• Blog your pepper progress. The first image in your first post will be used to represent your Glog.

Growing in the white stuff

Hello all. I figured I start a grow log. It will be mostly for notational purposes. I will need much advice for growing on the Canadian prairie. Today marks the arrival of my final seed order. I have my lights all set up but still need a bit of soil mix.
 
The goal here is to produce peppers that are started indoors but will hit maturity outside. 
 
Last year I started using pots and achieved moderate success. This year I will expand the collection of pots and start in on constructing hoop housing in April with the hopes of getting the plants outside earlier to take advantage of the long days near the solstice. Last year I was able to get the white jolokia to mature but not anything more pigment. 
 
I'd like to get into making powders this year. I would like to branch out from making pickles and jelly's. Depending on my successes or lack thereof I may try something more exotic in my 85 day growing window like a Viper. On paper I think it could work...
 
The list so far:
 
White Bhut Jolokia
B's Bullet (Chinense Ghost Cross)

> **Exercise instructions**:
A. Translate this sentence from the pepper grow log above into Spanish: "Today marks the arrival of my final seed order."
B. List every pepper product that the writer of the grow log above says they already make or would like to make.
C. From the pepper grow log above, extract the passage from "The goal here" to "anything more pigment.".

> **Extracted entries**:

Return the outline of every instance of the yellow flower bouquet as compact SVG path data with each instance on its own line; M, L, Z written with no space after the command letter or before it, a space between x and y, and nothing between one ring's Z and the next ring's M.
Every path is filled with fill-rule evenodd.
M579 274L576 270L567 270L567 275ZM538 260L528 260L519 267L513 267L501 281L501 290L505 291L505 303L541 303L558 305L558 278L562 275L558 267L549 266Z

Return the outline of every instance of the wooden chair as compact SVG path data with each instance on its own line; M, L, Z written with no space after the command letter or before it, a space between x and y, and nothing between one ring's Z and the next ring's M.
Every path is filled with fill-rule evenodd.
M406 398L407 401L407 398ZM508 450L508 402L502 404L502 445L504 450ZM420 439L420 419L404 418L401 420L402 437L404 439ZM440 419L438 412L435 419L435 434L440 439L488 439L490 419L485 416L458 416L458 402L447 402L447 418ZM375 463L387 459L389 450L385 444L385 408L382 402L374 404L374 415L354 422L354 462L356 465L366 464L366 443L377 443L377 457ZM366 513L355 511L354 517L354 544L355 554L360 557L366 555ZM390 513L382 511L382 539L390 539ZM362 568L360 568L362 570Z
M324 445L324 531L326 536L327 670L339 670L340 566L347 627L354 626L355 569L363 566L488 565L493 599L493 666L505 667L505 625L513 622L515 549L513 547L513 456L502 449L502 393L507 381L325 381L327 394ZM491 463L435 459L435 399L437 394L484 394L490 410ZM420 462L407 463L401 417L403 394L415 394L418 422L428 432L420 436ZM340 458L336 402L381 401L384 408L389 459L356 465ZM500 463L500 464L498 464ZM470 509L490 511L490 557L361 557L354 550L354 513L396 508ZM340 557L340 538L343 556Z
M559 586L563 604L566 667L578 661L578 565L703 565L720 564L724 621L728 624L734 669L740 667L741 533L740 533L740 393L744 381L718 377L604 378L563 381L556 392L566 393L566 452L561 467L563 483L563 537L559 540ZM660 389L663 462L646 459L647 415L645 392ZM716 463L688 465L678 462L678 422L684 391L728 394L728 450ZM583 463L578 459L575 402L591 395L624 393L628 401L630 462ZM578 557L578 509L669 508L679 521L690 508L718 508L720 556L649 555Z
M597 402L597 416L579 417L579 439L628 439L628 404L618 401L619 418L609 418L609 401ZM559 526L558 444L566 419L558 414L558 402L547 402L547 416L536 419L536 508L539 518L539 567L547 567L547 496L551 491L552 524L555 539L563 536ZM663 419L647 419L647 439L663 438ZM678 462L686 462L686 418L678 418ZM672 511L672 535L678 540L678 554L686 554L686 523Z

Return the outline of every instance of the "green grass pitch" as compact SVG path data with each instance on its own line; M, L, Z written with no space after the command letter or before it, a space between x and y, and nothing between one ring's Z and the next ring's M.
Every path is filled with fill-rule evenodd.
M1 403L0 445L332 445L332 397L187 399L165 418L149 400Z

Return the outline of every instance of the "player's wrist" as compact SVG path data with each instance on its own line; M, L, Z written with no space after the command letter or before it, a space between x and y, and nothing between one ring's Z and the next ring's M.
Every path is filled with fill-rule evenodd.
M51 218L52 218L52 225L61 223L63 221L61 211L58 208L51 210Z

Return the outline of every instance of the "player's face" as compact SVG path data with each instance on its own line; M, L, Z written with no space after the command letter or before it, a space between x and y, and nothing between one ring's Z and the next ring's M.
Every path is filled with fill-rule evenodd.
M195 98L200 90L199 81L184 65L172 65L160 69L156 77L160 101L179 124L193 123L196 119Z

> **Task answers**:
A. Hoy marca la llegada de mi último pedido de semillas.

B. powders, pickles, jelly's

C.
The goal here is to produce peppers that are started indoors but will hit maturity outside. 
 
Last year I started using pots and achieved moderate success. This year I will expand the collection of pots and start in on constructing hoop housing in April with the hopes of getting the plants outside earlier to take advantage of the long days near the solstice. Last year I was able to get the white jolokia to mature but not anything more pigment.